== Task details ==
Can you render the records below as a Markdown table with the columns Row and Line, beginning with the line that contains "the stone wall" and going on through the end of the records, and leaving out any blank lines?

[Start of Records to use]

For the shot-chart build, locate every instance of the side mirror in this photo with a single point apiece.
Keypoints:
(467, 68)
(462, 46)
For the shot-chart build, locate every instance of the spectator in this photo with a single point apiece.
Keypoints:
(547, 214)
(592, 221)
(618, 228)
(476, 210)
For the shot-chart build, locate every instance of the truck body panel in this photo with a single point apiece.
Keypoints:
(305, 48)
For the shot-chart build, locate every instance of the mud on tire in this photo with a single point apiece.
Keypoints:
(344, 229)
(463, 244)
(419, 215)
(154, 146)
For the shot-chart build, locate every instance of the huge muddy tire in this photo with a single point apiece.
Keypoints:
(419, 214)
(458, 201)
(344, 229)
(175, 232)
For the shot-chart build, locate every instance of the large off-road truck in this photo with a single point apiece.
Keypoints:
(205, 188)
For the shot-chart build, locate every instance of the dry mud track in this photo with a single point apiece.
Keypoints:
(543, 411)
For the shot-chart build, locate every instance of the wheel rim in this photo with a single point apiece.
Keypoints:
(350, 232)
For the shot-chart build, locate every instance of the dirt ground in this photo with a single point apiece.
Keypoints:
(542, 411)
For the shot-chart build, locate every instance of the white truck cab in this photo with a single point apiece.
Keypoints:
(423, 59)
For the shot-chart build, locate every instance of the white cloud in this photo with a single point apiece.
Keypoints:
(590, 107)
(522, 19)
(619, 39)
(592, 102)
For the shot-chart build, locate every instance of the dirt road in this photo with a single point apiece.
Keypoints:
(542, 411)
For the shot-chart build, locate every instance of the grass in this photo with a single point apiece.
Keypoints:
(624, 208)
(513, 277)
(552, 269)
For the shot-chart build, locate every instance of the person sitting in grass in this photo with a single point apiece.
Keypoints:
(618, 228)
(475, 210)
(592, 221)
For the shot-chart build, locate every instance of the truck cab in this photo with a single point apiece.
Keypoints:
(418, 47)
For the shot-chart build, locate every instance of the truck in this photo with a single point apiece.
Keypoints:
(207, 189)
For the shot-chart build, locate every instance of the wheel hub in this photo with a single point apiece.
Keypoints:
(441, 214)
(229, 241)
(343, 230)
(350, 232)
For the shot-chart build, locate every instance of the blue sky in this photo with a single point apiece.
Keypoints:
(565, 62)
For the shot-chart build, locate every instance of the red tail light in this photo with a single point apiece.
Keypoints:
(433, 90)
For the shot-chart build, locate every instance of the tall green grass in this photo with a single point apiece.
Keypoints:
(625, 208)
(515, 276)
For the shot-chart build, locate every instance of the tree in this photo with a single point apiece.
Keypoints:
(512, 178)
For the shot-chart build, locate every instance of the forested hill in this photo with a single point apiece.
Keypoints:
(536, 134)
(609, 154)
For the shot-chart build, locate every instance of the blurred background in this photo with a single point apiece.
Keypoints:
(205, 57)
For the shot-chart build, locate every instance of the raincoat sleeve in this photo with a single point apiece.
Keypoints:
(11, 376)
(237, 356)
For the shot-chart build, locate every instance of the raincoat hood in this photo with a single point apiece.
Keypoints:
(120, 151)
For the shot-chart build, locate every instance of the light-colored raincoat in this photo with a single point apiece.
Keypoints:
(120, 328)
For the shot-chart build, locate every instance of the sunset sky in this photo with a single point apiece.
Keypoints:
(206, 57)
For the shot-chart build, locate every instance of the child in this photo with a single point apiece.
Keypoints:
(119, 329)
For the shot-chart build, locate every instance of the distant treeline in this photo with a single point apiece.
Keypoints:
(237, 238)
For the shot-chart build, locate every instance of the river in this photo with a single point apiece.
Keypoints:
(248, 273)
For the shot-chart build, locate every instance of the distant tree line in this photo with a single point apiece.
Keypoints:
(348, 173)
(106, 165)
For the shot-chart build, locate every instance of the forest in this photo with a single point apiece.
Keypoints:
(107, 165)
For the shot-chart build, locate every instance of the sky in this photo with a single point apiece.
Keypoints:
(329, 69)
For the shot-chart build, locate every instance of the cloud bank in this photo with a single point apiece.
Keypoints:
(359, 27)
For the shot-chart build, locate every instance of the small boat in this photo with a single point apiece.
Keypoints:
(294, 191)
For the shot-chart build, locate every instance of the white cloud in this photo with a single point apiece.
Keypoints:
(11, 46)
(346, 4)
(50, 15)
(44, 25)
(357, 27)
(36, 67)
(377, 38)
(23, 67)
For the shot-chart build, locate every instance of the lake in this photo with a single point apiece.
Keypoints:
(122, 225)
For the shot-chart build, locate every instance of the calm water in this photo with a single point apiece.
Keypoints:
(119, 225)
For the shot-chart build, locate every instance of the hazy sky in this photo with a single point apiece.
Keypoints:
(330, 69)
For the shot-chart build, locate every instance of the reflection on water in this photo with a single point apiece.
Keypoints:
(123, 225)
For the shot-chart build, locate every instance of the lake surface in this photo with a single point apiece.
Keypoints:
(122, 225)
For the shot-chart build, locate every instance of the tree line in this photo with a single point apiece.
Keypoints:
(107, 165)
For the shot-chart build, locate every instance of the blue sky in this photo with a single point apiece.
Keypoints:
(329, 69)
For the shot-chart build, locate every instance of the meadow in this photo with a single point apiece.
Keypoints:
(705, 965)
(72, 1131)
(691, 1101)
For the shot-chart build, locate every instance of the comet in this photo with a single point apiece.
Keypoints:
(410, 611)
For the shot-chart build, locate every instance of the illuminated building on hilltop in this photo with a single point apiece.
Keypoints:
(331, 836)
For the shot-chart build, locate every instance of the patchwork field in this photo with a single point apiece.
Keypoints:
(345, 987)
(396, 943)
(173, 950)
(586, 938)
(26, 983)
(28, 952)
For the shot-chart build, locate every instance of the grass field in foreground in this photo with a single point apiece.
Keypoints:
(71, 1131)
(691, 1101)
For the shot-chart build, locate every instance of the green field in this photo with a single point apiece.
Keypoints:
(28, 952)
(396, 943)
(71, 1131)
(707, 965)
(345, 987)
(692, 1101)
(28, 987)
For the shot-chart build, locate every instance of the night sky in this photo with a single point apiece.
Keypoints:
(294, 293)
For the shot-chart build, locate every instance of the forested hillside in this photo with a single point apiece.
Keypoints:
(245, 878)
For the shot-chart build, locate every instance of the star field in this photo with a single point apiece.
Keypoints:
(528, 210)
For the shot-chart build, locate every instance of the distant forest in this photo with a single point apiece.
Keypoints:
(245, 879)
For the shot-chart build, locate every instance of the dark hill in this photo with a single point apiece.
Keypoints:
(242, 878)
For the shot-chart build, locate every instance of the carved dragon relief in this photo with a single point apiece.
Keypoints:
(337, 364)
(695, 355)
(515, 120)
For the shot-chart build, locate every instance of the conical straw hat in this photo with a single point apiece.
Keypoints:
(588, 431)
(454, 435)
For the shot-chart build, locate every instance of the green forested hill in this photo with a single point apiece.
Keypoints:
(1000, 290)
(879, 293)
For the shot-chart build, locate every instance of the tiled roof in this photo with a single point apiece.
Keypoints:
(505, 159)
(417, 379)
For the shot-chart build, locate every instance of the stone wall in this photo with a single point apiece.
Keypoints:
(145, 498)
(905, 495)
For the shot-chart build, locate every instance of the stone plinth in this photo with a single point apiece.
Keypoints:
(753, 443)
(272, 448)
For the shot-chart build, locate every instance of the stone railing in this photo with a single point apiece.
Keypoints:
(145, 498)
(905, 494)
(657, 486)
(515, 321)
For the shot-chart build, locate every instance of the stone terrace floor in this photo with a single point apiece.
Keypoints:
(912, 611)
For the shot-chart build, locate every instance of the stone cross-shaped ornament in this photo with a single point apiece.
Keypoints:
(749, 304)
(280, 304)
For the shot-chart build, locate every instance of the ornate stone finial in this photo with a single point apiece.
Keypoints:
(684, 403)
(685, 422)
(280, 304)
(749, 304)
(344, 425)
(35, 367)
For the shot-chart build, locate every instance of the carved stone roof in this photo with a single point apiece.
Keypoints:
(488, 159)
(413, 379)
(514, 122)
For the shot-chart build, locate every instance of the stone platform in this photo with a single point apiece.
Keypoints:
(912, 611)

[End of Records to use]

== Reply to the task ==
| Row | Line |
|---|---|
| 1 | For the shot-chart build, locate every instance of the stone wall in this photo with a single point apiece. |
| 2 | Keypoints: |
| 3 | (145, 498) |
| 4 | (905, 495) |
| 5 | For the shot-chart build, locate every instance of the stone plinth in this photo with a single point apiece. |
| 6 | Keypoints: |
| 7 | (753, 443) |
| 8 | (272, 448) |
| 9 | For the shot-chart build, locate every instance of the stone railing in this photo with a single point apiece. |
| 10 | Keypoints: |
| 11 | (145, 498) |
| 12 | (905, 494) |
| 13 | (657, 486) |
| 14 | (515, 321) |
| 15 | For the shot-chart build, locate every instance of the stone terrace floor in this photo with a single point apiece. |
| 16 | Keypoints: |
| 17 | (912, 611) |
| 18 | For the shot-chart build, locate every instance of the stone cross-shaped ornament in this photo with a single point apiece. |
| 19 | Keypoints: |
| 20 | (749, 304) |
| 21 | (280, 304) |
| 22 | For the shot-chart build, locate every instance of the ornate stone finial in this photo with a single point apiece. |
| 23 | Keypoints: |
| 24 | (684, 403) |
| 25 | (685, 422) |
| 26 | (280, 304) |
| 27 | (749, 304) |
| 28 | (344, 425) |
| 29 | (35, 367) |
| 30 | For the shot-chart build, locate every instance of the carved stone roof in this photo with a single point apiece. |
| 31 | Keypoints: |
| 32 | (488, 159) |
| 33 | (413, 379) |
| 34 | (514, 122) |
| 35 | For the shot-chart build, locate every instance of the stone platform in this photo with a single point apiece. |
| 36 | Keypoints: |
| 37 | (912, 611) |